(Data for the task)
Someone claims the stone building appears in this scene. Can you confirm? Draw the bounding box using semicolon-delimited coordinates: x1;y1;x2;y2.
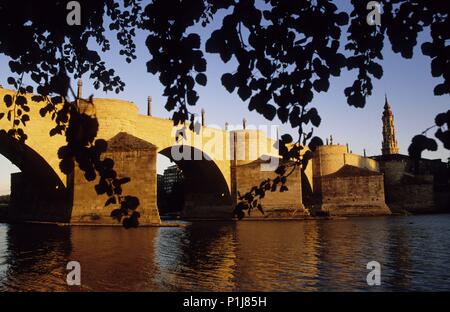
372;154;449;213
318;165;389;216
307;144;391;216
372;96;450;213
(End Data for the task)
From the first line to the last, write out the data exactly, dropping any pictures.

§ Completed task:
Someone claims the stone building appears in this scene. Can you confirm? Draw the bounding box using semicolon-delimited coordinates: x1;y1;x2;y2.
372;154;449;213
318;165;389;216
307;144;391;216
372;96;450;213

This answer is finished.